Collection entries:
'''
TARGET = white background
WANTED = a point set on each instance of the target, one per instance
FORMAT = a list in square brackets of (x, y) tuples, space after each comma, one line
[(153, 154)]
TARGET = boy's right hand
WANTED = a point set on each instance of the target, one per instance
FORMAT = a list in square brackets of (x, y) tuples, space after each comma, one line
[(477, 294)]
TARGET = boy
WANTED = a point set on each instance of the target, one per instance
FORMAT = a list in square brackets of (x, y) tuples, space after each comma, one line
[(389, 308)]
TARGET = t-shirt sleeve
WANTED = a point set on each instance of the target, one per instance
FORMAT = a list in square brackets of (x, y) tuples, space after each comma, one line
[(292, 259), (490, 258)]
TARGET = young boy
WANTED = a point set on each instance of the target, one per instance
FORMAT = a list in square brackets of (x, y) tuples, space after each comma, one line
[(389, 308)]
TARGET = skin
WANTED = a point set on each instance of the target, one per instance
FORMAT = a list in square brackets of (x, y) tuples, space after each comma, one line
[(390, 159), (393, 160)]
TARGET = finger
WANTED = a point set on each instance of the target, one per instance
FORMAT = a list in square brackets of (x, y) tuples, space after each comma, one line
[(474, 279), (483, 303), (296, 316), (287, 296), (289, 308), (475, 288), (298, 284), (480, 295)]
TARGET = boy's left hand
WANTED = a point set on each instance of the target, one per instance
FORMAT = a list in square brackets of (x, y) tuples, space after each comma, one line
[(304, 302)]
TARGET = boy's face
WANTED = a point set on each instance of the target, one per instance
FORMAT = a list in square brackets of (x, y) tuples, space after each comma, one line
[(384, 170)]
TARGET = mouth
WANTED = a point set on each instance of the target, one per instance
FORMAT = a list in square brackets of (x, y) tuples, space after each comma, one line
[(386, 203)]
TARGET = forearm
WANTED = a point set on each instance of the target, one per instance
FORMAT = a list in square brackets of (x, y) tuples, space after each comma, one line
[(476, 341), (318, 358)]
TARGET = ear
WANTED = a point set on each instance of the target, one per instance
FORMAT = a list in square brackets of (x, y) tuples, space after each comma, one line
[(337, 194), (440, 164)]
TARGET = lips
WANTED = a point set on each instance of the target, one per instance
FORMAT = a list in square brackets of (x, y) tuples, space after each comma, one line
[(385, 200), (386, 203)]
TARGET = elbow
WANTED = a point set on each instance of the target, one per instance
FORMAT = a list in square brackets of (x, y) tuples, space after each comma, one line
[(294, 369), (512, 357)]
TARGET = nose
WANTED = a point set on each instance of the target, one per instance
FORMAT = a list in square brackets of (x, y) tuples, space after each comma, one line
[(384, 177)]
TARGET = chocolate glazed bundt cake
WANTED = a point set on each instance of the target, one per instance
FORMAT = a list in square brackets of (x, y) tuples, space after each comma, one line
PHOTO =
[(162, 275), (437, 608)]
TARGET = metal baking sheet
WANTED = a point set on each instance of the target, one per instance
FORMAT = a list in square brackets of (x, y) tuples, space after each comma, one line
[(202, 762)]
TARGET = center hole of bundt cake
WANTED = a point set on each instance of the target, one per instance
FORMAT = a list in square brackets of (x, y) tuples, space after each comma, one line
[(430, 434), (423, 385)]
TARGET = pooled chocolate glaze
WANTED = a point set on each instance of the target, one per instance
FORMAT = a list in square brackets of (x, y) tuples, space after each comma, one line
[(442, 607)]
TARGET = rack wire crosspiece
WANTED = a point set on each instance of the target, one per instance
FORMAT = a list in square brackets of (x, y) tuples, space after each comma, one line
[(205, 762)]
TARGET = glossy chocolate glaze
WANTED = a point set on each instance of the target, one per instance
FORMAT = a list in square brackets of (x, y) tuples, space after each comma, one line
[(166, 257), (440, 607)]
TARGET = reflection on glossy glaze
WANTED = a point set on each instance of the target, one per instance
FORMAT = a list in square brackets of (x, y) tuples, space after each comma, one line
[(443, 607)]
'''
'''
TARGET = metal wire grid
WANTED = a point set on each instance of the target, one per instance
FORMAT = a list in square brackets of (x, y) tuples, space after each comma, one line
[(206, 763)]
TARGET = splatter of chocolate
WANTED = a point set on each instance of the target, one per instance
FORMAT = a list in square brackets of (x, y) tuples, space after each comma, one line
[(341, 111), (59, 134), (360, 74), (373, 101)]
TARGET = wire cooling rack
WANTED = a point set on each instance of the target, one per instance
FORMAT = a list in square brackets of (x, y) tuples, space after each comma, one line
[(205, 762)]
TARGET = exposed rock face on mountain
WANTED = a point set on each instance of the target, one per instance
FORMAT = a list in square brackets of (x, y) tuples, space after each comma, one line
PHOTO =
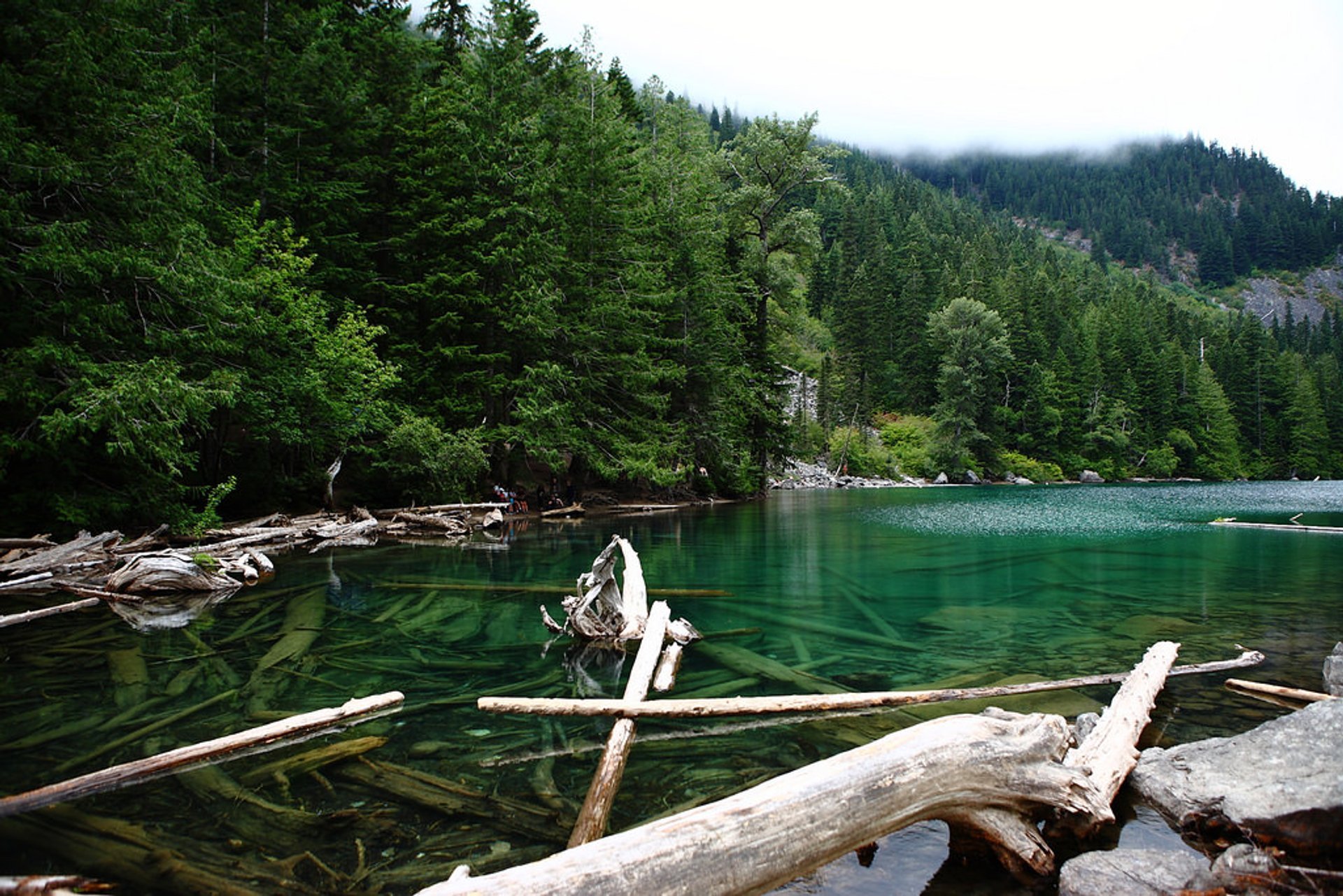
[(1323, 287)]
'''
'''
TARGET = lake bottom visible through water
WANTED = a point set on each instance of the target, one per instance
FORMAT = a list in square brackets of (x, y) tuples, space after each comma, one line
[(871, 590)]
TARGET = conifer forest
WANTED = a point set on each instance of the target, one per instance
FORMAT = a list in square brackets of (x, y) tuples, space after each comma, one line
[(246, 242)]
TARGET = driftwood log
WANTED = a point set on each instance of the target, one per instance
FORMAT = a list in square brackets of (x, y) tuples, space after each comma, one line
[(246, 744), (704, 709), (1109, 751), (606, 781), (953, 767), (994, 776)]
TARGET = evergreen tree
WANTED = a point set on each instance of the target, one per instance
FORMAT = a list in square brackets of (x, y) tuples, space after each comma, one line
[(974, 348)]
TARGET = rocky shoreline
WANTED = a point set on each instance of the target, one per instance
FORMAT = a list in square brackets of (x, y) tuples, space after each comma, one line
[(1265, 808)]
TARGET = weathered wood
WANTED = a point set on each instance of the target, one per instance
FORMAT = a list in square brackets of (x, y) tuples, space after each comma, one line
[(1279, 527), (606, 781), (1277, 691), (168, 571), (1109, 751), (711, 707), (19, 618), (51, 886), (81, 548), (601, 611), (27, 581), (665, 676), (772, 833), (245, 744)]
'''
Scale the records starting at the line containing "TARGET = lips" and ending at the line containing "[(384, 177)]", both lines included, and reproduce only these lines in full, requests included. Multiply every coordinate in the answers by 1.55 and round each result to a whole number, rounding halves up; all other numbers remain unchanged.

**EXERCISE OUTPUT**
TARGET = lips
WANTED = a point set on each instance of the target, one per instance
FORMAT = a list in square brackets of (x, y) tuples, space after each comma, one line
[(597, 310), (598, 315)]
TARGET = elbow
WANTED = a point set on each instance of the target, one per instance
FORMAT = a list in square brackets of (x, y) tuples, space after each comma, one line
[(456, 572), (794, 553)]
TARGET = nose
WANTED = a point set on each instance of the target, one per instance
FORMAT = a list in square brackets of (x, y) tuples, space after each comma, one line
[(595, 274)]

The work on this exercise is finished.